# Instructions to follow
Filter this material down to the lines that hold "meadow", copying each one.

# Material for this exercise

*** Begin section ***

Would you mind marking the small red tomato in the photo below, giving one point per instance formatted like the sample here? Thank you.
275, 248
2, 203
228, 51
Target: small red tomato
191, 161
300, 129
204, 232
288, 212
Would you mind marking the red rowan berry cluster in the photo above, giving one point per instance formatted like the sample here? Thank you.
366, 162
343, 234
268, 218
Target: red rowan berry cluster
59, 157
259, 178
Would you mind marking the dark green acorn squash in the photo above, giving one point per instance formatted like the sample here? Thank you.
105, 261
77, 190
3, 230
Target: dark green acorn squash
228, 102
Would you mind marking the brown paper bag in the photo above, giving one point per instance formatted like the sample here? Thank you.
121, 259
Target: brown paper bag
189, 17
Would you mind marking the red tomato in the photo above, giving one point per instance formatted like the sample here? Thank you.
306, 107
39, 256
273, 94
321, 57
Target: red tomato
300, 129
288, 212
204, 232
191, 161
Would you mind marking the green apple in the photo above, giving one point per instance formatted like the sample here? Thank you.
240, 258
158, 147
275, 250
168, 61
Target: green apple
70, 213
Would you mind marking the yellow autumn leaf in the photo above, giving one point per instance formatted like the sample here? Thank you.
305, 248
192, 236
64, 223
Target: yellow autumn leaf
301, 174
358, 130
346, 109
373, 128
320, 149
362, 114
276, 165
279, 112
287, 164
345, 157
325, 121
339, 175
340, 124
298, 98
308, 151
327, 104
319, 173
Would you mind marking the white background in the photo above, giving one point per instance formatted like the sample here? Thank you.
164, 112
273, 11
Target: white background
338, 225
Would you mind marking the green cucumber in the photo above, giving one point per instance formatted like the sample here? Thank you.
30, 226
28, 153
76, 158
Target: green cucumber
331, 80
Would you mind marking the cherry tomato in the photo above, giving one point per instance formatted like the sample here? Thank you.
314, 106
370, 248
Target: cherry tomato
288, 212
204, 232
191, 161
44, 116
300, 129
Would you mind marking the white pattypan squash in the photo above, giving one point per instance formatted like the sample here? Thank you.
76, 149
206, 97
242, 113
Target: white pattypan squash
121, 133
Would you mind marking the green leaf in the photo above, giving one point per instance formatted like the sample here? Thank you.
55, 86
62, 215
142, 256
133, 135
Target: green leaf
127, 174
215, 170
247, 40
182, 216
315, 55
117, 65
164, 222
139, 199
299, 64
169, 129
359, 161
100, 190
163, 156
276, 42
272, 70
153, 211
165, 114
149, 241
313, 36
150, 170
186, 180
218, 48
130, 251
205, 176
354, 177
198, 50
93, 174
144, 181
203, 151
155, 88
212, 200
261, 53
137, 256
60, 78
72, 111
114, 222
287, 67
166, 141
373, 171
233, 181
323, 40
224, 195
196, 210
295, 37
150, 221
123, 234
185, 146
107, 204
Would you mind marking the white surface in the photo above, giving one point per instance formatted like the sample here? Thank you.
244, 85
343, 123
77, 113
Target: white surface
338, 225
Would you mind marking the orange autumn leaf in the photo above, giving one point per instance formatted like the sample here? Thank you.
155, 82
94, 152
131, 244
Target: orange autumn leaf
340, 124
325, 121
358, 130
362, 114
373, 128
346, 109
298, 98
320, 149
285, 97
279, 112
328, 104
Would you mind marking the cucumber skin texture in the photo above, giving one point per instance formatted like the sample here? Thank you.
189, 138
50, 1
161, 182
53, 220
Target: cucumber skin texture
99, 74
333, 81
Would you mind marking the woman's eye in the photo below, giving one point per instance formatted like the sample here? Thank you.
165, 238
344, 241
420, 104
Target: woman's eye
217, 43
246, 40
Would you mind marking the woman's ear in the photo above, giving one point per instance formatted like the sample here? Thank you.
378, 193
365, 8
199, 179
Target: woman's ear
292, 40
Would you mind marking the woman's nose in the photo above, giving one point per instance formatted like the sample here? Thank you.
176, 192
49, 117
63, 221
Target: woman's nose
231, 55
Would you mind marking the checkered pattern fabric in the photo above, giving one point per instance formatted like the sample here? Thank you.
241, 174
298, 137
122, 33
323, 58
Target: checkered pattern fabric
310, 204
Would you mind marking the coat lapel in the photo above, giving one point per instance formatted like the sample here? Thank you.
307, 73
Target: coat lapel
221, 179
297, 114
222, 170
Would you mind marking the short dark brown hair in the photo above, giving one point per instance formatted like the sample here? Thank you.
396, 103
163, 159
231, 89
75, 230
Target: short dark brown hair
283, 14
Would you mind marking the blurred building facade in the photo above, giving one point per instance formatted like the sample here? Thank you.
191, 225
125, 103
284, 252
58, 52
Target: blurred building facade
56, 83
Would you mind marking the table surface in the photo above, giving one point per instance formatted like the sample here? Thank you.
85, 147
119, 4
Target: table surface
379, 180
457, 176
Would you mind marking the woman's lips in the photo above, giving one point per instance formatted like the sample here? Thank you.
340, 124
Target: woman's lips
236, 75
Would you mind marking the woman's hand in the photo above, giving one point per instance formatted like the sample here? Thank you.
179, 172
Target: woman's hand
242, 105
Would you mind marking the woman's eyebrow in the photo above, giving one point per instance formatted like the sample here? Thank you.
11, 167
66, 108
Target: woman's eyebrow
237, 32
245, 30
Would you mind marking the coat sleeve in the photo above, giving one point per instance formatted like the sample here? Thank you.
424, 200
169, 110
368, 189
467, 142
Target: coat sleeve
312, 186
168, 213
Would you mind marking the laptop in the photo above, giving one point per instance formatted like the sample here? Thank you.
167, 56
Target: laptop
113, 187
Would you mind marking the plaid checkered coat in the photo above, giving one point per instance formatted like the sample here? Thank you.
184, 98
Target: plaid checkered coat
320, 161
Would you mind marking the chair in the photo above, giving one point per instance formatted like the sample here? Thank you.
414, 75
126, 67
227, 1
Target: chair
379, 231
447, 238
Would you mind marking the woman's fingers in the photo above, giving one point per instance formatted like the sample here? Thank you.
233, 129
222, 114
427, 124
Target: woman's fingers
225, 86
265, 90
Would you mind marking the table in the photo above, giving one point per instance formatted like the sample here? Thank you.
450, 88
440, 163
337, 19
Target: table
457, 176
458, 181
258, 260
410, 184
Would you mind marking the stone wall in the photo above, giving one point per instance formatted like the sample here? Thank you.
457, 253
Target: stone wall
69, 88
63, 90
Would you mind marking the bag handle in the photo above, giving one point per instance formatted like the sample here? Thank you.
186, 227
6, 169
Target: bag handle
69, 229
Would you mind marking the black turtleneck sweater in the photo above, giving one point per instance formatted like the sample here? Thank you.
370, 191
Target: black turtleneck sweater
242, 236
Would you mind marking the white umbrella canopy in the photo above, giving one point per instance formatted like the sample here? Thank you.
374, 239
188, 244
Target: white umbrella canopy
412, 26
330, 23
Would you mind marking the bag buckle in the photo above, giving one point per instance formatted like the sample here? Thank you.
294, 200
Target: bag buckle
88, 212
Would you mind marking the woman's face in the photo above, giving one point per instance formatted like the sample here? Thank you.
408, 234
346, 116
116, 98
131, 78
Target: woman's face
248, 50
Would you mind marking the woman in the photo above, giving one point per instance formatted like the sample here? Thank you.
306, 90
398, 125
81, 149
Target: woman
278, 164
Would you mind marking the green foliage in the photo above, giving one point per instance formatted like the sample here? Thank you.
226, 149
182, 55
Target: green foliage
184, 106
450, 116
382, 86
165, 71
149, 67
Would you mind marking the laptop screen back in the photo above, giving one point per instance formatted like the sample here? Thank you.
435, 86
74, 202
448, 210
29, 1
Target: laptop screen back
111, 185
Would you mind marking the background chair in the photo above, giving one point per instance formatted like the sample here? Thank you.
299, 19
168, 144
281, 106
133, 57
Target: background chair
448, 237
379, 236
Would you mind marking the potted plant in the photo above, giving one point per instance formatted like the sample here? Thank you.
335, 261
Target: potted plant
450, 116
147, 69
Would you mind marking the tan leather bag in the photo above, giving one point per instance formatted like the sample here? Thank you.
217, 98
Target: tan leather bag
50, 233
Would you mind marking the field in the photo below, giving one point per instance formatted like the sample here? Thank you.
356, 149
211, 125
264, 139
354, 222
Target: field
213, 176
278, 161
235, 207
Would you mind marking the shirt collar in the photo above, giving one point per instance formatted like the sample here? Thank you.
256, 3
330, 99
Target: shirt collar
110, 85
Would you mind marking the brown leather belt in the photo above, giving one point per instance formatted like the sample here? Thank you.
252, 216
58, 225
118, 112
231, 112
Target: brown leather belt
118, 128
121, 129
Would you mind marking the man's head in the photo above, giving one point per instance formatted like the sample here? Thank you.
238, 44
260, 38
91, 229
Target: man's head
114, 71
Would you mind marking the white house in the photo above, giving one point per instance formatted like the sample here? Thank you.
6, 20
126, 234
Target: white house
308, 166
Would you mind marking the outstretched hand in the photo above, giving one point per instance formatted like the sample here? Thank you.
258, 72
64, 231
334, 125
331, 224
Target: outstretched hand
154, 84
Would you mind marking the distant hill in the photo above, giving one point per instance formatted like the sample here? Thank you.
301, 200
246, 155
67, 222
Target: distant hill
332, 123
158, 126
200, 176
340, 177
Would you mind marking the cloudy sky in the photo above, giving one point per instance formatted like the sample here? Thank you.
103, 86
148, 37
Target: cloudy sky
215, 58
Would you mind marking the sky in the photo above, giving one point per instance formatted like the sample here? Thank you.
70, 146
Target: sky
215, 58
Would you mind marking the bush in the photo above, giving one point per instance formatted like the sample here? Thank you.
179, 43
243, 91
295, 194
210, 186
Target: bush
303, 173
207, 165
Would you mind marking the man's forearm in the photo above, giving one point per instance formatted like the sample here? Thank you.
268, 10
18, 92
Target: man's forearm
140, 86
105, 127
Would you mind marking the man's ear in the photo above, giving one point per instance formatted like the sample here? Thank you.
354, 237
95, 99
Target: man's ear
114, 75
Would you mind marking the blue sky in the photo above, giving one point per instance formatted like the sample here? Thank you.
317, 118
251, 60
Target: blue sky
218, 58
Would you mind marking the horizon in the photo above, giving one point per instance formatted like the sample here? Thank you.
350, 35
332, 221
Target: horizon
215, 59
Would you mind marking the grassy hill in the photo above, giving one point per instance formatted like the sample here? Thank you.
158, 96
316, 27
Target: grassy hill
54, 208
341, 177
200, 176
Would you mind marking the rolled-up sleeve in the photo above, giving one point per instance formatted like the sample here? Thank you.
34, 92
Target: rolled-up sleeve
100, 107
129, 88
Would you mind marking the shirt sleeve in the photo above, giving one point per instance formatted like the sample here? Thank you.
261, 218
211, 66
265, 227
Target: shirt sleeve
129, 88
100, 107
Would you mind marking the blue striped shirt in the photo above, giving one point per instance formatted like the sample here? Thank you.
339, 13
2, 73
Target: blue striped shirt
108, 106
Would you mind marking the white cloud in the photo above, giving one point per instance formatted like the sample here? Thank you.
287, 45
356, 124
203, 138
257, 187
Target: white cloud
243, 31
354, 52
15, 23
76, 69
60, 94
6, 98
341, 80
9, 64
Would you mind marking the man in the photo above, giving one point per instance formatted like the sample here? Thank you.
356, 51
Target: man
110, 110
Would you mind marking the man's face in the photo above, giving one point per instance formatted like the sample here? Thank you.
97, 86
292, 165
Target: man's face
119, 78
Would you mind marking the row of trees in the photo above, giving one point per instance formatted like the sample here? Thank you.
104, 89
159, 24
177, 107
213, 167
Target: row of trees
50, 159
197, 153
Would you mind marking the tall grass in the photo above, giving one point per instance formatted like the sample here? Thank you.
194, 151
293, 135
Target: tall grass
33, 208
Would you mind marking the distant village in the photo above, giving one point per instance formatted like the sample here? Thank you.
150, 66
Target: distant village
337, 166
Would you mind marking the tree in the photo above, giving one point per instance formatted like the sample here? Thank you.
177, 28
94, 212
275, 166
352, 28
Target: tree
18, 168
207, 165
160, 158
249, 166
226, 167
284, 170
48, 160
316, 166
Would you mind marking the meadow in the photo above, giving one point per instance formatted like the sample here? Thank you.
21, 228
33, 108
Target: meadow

*** End section ***

# Your response
Would you mind marking the meadow in the photo above, giving one point per instance formatted like the sample here? Thank you.
Target: meadow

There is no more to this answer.